[EXERCISE INSTRUCTIONS]:
Quote exactly, and only, the lines from the one with "Objective — for every instance of the yellow" through the end of the listing.

-- Begin MATERIAL --

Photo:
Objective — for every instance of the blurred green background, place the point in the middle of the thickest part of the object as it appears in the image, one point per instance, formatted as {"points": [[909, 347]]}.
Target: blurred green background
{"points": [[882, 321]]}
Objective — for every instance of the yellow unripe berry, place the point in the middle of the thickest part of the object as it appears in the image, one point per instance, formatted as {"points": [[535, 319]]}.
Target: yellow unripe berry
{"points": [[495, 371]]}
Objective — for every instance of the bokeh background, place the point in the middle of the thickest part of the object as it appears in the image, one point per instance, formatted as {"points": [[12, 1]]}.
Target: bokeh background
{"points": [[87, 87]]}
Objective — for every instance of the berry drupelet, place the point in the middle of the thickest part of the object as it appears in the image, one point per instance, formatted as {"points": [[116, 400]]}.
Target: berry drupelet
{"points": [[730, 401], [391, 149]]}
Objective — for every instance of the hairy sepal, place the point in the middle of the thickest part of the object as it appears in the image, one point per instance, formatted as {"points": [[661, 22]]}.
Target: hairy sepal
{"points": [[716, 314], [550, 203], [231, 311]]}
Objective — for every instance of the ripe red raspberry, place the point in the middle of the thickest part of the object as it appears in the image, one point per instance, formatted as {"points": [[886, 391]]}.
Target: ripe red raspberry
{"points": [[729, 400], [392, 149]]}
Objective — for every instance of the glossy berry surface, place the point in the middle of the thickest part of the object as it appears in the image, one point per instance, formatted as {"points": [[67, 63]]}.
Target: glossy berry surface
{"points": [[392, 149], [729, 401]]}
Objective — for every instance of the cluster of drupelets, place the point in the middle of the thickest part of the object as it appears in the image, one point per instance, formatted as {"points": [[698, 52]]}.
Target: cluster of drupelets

-- End MATERIAL --

[RESULT]:
Objective — for every instance of the yellow unripe berry, place the point in the middle of the thickest part of the object as it appears in the image, one point per instance, formatted as {"points": [[535, 319]]}.
Target: yellow unripe berry
{"points": [[495, 371]]}
Objective — for every instance of the bokeh background, place the point in the middle of the thickest part of the object as it appears in the image, one point per instance, formatted as {"points": [[12, 1]]}.
Target: bokeh background
{"points": [[87, 87]]}
Objective — for every instance of the berry drupelet, place the point in the middle of the thickest part of the object as it appears in the image, one point per instance, formatted as {"points": [[116, 400]]}.
Target: berry drupelet
{"points": [[730, 401], [391, 149]]}
Objective — for every instance of the hairy sepal, place the point in the middle of the thickest part of the object as it appears in the image, one point per instance, formatted as {"points": [[661, 22]]}.
Target: hairy sepal
{"points": [[716, 314], [550, 203], [231, 311]]}
Objective — for every instance of the ripe red raspberry, place the point in the middle of the thickest part of the object as it appears in the image, one point per instance, formatted as {"points": [[886, 391]]}.
Target: ripe red raspberry
{"points": [[729, 400], [392, 149]]}
Objective — for every instance of the glossy berry surface, place the point in the middle of the thickest part of the object as it appears in the image, one point per instance, formatted as {"points": [[67, 63]]}.
Target: glossy berry surface
{"points": [[392, 149], [729, 401]]}
Objective — for every instance of the cluster of drupelets, place the point in the middle of the thickest part of the object as it appears in the image, one point per instance, formatted as {"points": [[698, 52]]}.
Target: cluster of drupelets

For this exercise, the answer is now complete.